= Exercise materials =

╔══

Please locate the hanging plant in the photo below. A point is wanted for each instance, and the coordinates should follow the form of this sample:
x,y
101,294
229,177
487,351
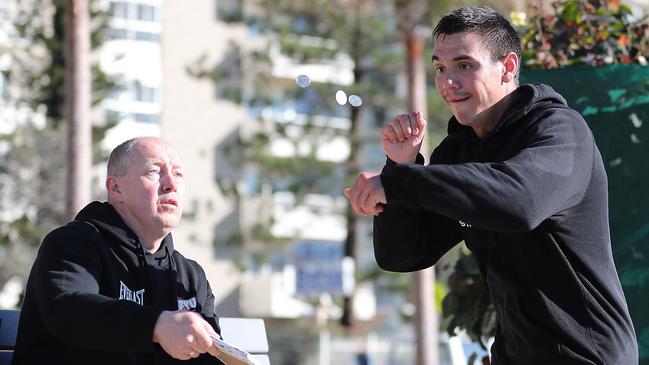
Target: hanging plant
x,y
584,32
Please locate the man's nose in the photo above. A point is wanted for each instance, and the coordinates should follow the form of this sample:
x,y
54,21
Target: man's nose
x,y
169,183
449,81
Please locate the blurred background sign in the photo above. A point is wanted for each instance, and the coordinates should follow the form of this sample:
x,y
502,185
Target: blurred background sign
x,y
321,268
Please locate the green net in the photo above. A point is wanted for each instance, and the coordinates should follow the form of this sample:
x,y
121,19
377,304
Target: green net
x,y
614,100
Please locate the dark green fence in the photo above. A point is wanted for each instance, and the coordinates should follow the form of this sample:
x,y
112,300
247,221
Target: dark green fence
x,y
614,100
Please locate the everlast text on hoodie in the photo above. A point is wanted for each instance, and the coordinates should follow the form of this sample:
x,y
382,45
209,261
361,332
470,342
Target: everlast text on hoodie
x,y
94,295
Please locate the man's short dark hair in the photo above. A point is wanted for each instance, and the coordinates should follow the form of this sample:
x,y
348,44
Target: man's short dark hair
x,y
120,158
497,33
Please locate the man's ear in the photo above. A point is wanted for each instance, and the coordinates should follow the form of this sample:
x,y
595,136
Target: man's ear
x,y
511,63
112,187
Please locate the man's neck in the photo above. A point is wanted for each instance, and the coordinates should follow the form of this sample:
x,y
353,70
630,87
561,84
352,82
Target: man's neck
x,y
150,241
485,123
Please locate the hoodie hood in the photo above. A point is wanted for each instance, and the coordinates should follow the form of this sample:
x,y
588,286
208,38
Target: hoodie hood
x,y
522,101
110,225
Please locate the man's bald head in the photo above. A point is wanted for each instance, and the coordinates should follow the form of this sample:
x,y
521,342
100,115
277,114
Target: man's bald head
x,y
121,158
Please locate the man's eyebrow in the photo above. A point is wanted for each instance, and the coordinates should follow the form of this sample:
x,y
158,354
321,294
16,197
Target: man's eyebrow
x,y
457,58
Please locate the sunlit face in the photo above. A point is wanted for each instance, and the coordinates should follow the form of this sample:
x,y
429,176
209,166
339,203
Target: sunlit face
x,y
466,77
152,189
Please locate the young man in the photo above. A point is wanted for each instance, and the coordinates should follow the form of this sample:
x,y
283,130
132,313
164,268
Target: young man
x,y
520,180
109,288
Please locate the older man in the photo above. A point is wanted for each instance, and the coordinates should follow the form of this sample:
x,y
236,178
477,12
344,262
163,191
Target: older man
x,y
109,288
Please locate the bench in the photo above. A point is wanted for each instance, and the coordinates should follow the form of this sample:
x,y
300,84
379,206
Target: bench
x,y
246,333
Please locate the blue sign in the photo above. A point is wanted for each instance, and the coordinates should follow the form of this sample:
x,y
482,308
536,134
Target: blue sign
x,y
318,266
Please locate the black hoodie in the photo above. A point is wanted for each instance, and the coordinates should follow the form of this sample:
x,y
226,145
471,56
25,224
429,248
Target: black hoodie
x,y
530,201
94,295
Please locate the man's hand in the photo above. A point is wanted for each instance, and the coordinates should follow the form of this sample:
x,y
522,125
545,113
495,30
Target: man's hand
x,y
367,194
402,137
184,335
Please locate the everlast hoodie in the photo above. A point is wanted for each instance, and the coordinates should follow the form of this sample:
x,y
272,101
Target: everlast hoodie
x,y
530,202
94,295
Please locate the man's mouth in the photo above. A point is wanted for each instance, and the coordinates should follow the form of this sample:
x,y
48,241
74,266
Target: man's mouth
x,y
456,99
172,202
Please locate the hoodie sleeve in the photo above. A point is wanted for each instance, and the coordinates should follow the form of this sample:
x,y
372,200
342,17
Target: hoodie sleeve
x,y
67,271
205,292
548,175
408,238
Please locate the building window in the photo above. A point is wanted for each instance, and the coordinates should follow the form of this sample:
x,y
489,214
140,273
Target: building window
x,y
114,33
3,87
145,94
147,37
229,11
119,9
147,13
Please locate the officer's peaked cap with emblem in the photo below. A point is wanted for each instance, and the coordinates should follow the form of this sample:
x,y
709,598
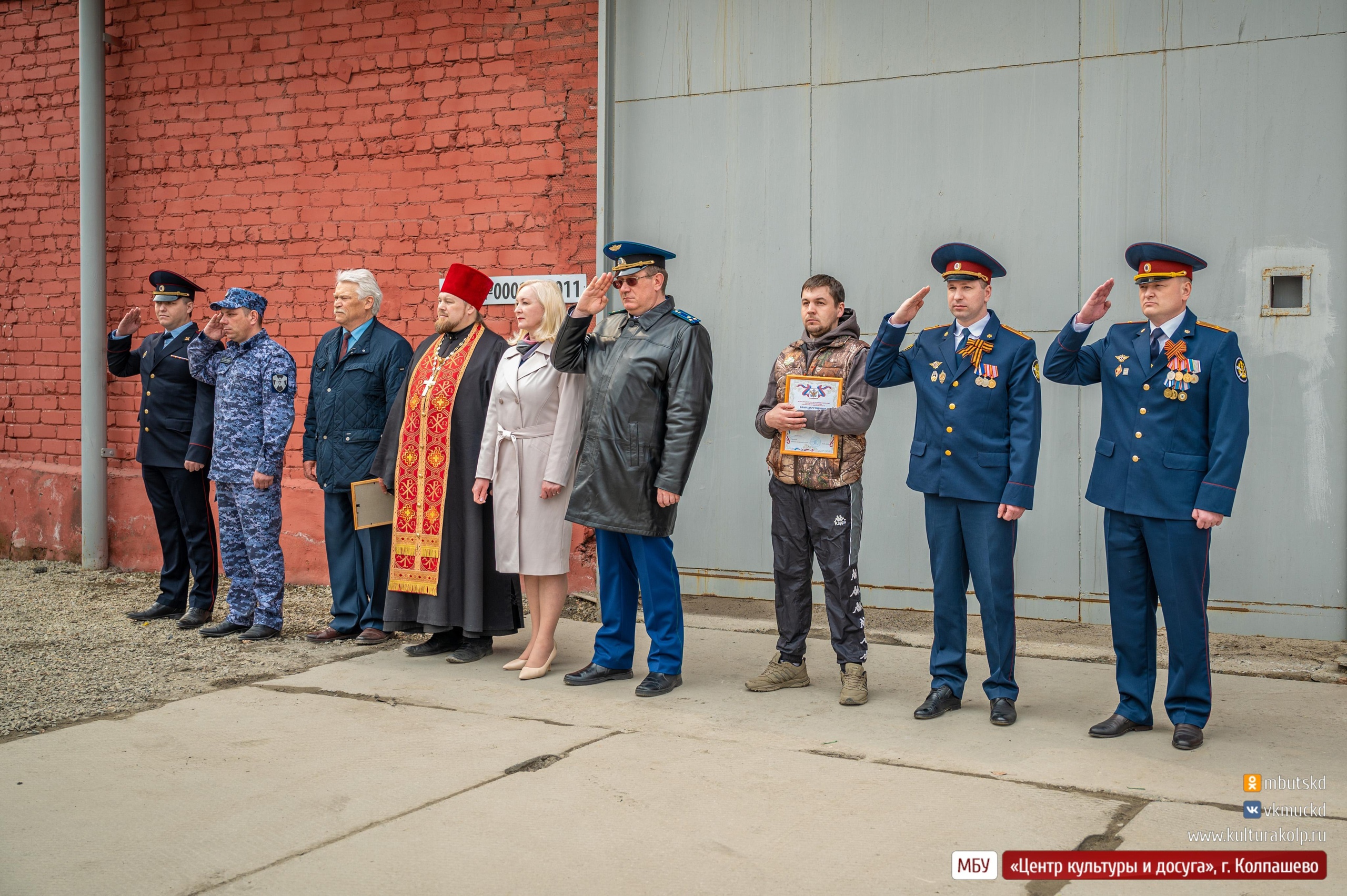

╚══

= Short task =
Locate every line of the records above that contains the word "bench", and copy each such line in full.

= Exercise result =
Please locate the bench in the photo above. A point is wanted for each instance, and the coordinates should follow the form of this sample:
Target: bench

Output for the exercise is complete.